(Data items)

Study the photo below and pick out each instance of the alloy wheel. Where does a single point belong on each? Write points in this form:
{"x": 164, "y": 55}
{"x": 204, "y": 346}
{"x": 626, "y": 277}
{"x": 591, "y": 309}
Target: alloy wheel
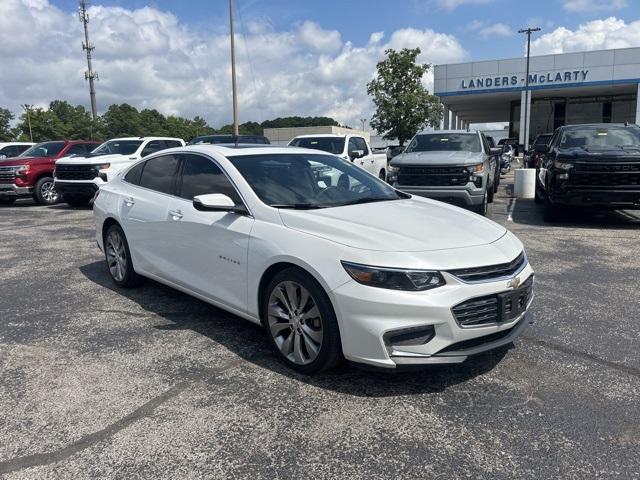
{"x": 48, "y": 192}
{"x": 295, "y": 322}
{"x": 116, "y": 256}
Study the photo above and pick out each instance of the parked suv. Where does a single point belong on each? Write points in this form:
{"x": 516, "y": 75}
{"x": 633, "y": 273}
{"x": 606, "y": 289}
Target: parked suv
{"x": 31, "y": 174}
{"x": 453, "y": 166}
{"x": 595, "y": 166}
{"x": 77, "y": 178}
{"x": 13, "y": 149}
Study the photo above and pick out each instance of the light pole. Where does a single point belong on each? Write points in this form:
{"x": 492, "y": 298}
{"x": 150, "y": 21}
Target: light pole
{"x": 528, "y": 31}
{"x": 27, "y": 108}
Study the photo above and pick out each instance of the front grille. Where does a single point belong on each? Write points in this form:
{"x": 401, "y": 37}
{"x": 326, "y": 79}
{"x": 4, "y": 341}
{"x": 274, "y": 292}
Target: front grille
{"x": 606, "y": 175}
{"x": 76, "y": 172}
{"x": 436, "y": 176}
{"x": 491, "y": 309}
{"x": 490, "y": 272}
{"x": 7, "y": 174}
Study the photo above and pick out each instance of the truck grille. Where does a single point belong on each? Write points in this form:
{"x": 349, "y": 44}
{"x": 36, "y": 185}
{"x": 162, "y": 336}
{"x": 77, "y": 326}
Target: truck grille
{"x": 488, "y": 309}
{"x": 490, "y": 272}
{"x": 76, "y": 172}
{"x": 436, "y": 176}
{"x": 606, "y": 175}
{"x": 7, "y": 174}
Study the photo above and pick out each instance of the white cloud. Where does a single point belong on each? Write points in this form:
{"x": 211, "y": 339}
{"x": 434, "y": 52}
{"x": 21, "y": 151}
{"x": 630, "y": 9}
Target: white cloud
{"x": 490, "y": 30}
{"x": 595, "y": 35}
{"x": 148, "y": 58}
{"x": 453, "y": 4}
{"x": 590, "y": 6}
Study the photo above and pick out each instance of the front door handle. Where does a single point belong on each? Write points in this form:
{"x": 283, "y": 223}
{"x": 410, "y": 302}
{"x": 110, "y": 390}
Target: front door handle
{"x": 176, "y": 214}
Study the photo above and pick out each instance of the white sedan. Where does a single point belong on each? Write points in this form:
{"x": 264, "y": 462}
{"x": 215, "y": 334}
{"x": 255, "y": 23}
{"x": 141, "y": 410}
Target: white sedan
{"x": 332, "y": 261}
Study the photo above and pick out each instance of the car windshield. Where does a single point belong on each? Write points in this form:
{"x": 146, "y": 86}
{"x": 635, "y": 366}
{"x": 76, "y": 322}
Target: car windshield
{"x": 308, "y": 181}
{"x": 326, "y": 144}
{"x": 438, "y": 142}
{"x": 46, "y": 149}
{"x": 120, "y": 147}
{"x": 600, "y": 138}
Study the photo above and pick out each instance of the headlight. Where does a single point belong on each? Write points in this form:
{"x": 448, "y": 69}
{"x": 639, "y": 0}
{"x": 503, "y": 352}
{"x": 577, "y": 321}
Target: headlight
{"x": 394, "y": 278}
{"x": 562, "y": 165}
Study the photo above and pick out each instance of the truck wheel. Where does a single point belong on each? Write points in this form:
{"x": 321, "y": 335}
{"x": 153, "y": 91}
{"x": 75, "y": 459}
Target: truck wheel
{"x": 118, "y": 258}
{"x": 44, "y": 193}
{"x": 76, "y": 201}
{"x": 483, "y": 207}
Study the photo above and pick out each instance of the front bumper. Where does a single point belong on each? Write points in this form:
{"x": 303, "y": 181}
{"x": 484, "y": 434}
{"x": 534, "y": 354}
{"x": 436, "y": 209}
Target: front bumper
{"x": 76, "y": 188}
{"x": 597, "y": 197}
{"x": 368, "y": 315}
{"x": 12, "y": 190}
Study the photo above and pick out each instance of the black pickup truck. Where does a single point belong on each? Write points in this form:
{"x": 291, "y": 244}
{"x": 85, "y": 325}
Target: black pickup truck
{"x": 596, "y": 165}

- Required task
Reproduce every one of the records above word for word, omitting the pictures.

- Exercise answer
Study the photo below and pick out each instance of the alloy wheel. Where does a single point belong on each? Write points in this form:
{"x": 164, "y": 55}
{"x": 204, "y": 346}
{"x": 626, "y": 277}
{"x": 591, "y": 309}
Target: alloy wheel
{"x": 48, "y": 192}
{"x": 295, "y": 322}
{"x": 116, "y": 256}
Study the photo above and pick out each instance of the parked suv. Where does a single point belong on each? Write points in this form:
{"x": 516, "y": 75}
{"x": 633, "y": 273}
{"x": 606, "y": 289}
Target: parked suv
{"x": 31, "y": 174}
{"x": 453, "y": 166}
{"x": 595, "y": 166}
{"x": 77, "y": 178}
{"x": 13, "y": 149}
Study the photo above and pick out each instance of the light pole. Where does a single point belong on each? Write points in this form:
{"x": 492, "y": 298}
{"x": 150, "y": 21}
Target: light pole
{"x": 528, "y": 31}
{"x": 27, "y": 108}
Study the photo above and pick out each instance of the front grille. Where does a single point belong on each? Write points in this form:
{"x": 401, "y": 37}
{"x": 326, "y": 79}
{"x": 4, "y": 341}
{"x": 274, "y": 292}
Target: front grille
{"x": 606, "y": 175}
{"x": 76, "y": 172}
{"x": 436, "y": 176}
{"x": 491, "y": 309}
{"x": 490, "y": 272}
{"x": 7, "y": 174}
Study the photo above and pick out each instance of the truck grille. Where does a single point belong on each? Write points in this form:
{"x": 349, "y": 44}
{"x": 36, "y": 185}
{"x": 162, "y": 336}
{"x": 77, "y": 326}
Target: truck grille
{"x": 488, "y": 309}
{"x": 490, "y": 272}
{"x": 76, "y": 172}
{"x": 436, "y": 176}
{"x": 606, "y": 175}
{"x": 7, "y": 174}
Study the photo above and pick out each instance of the white cloud. Where does a single point belong on each? Write points in this form:
{"x": 211, "y": 339}
{"x": 434, "y": 52}
{"x": 21, "y": 151}
{"x": 630, "y": 9}
Target: white cloud
{"x": 490, "y": 30}
{"x": 595, "y": 35}
{"x": 148, "y": 58}
{"x": 453, "y": 4}
{"x": 590, "y": 6}
Study the photo above and pick out each instance of the front door handle. Where does a single point belong on each? Write points in this form:
{"x": 283, "y": 223}
{"x": 410, "y": 302}
{"x": 110, "y": 390}
Target: front door handle
{"x": 176, "y": 214}
Study the photo above and pick out each instance of the white sedan. Where does a single point belong on each? Write points in this form:
{"x": 264, "y": 462}
{"x": 215, "y": 334}
{"x": 255, "y": 23}
{"x": 141, "y": 410}
Target: white sedan
{"x": 332, "y": 261}
Study the photo above and pick out each instance of the car windshield. Where does a single point belong on each? Write points in this form:
{"x": 146, "y": 86}
{"x": 635, "y": 366}
{"x": 76, "y": 322}
Target: car windshield
{"x": 308, "y": 181}
{"x": 326, "y": 144}
{"x": 438, "y": 142}
{"x": 46, "y": 149}
{"x": 120, "y": 147}
{"x": 600, "y": 138}
Study the photo above and pick out each instance of the headlight. Where does a single point belong on each? Write points in this form:
{"x": 448, "y": 69}
{"x": 639, "y": 0}
{"x": 503, "y": 352}
{"x": 577, "y": 321}
Target: headlight
{"x": 394, "y": 278}
{"x": 562, "y": 165}
Study the photo above and pick out each instance of the truck wheel. Where does a single point belong on each? Write points in this form:
{"x": 321, "y": 335}
{"x": 153, "y": 91}
{"x": 75, "y": 459}
Target: truck wheel
{"x": 118, "y": 258}
{"x": 44, "y": 193}
{"x": 76, "y": 201}
{"x": 483, "y": 207}
Study the photo above and pick out each instance of the front bumper. Where does a single point belong on each? Write points in this form:
{"x": 303, "y": 181}
{"x": 484, "y": 434}
{"x": 534, "y": 354}
{"x": 436, "y": 209}
Target: front bumper
{"x": 76, "y": 188}
{"x": 597, "y": 197}
{"x": 368, "y": 315}
{"x": 12, "y": 190}
Study the photo above and pick out each instance of the black pickup truck. Where does a single point belong on each? Write points in this form:
{"x": 291, "y": 244}
{"x": 85, "y": 325}
Target: black pickup truck
{"x": 596, "y": 165}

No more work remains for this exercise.